** Position identification records **

----------

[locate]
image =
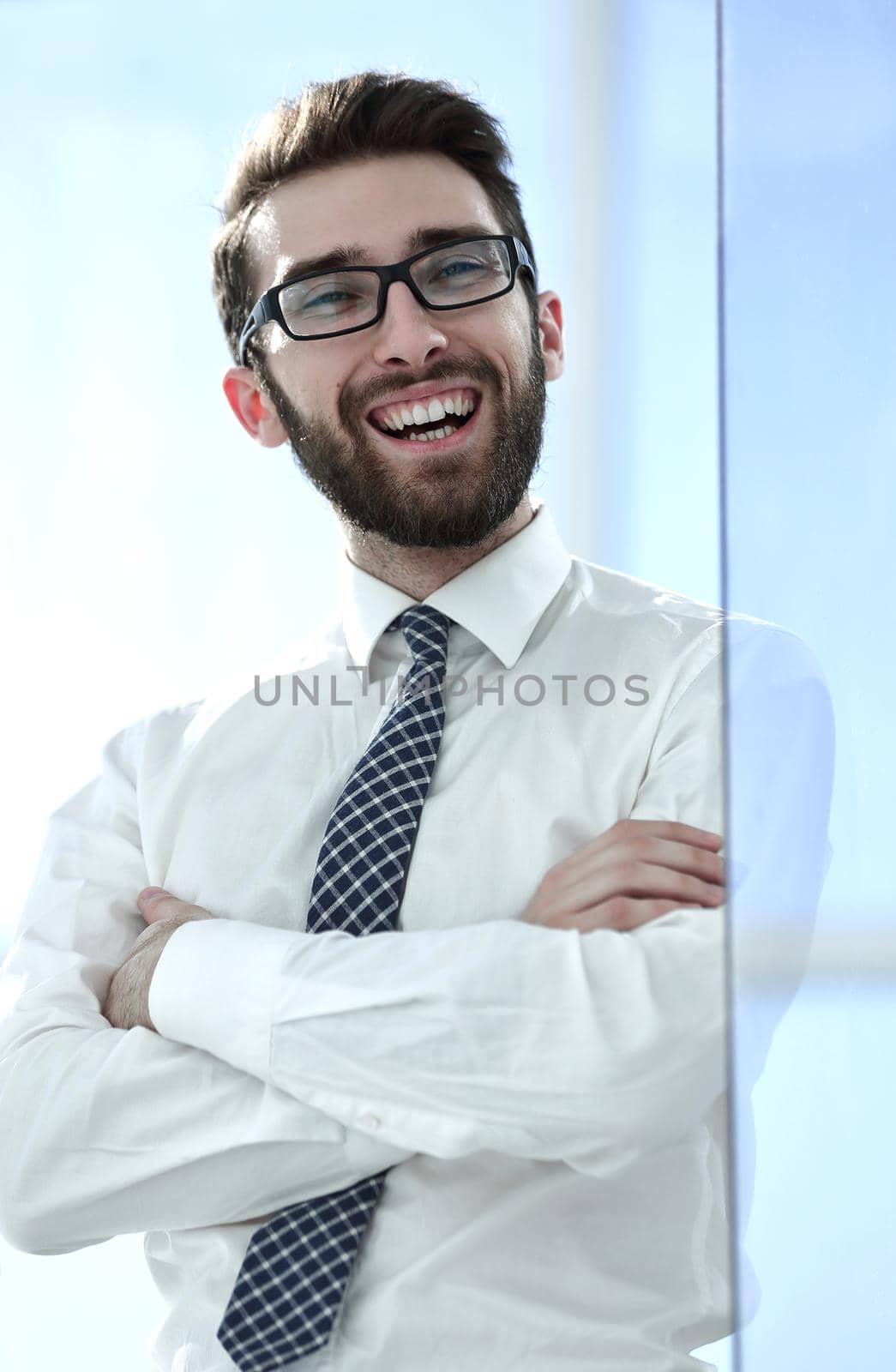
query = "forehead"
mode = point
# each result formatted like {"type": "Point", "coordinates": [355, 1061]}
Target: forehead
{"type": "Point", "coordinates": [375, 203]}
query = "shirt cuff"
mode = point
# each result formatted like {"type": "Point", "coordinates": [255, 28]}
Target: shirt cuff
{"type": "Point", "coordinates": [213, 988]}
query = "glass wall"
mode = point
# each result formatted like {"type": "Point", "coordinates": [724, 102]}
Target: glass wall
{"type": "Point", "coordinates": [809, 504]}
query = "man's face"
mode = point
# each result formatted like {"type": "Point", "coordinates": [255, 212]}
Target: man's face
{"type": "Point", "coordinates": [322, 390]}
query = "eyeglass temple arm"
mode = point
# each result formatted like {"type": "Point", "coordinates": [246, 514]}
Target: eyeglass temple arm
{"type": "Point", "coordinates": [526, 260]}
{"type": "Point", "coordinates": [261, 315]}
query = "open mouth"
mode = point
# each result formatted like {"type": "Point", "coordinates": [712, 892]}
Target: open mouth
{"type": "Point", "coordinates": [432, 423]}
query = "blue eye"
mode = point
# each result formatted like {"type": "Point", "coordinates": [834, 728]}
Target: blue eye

----------

** EXERCISE **
Copy the records above line for line, leaving out the pictures.

** TASK OUTPUT **
[locate]
image =
query = "forehead"
mode = point
# each result formatted like {"type": "Point", "coordinates": [355, 1061]}
Target: forehead
{"type": "Point", "coordinates": [375, 203]}
query = "shirt cuff"
mode = point
# each result formatted like {"type": "Point", "coordinates": [255, 28]}
Target: shirt cuff
{"type": "Point", "coordinates": [213, 988]}
query = "glass wall"
mode = point
# each result formatted like {"type": "Point", "coordinates": [724, 102]}
Target: glass wall
{"type": "Point", "coordinates": [809, 504]}
query = "man's face"
mode = point
# each result formatted like {"type": "Point", "coordinates": [255, 212]}
Target: man's face
{"type": "Point", "coordinates": [322, 390]}
query = "eyeglass temple arm"
mode = point
# each result formatted like {"type": "Point", "coordinates": [246, 514]}
Target: eyeglass temple arm
{"type": "Point", "coordinates": [526, 260]}
{"type": "Point", "coordinates": [261, 315]}
query = "open mouth"
mode = point
# each result formatted like {"type": "Point", "coordinates": [712, 892]}
Target: open mouth
{"type": "Point", "coordinates": [432, 423]}
query = "blue eye"
mode = point
# each result formatted like {"type": "Point", "coordinates": [834, 728]}
Target: blue eye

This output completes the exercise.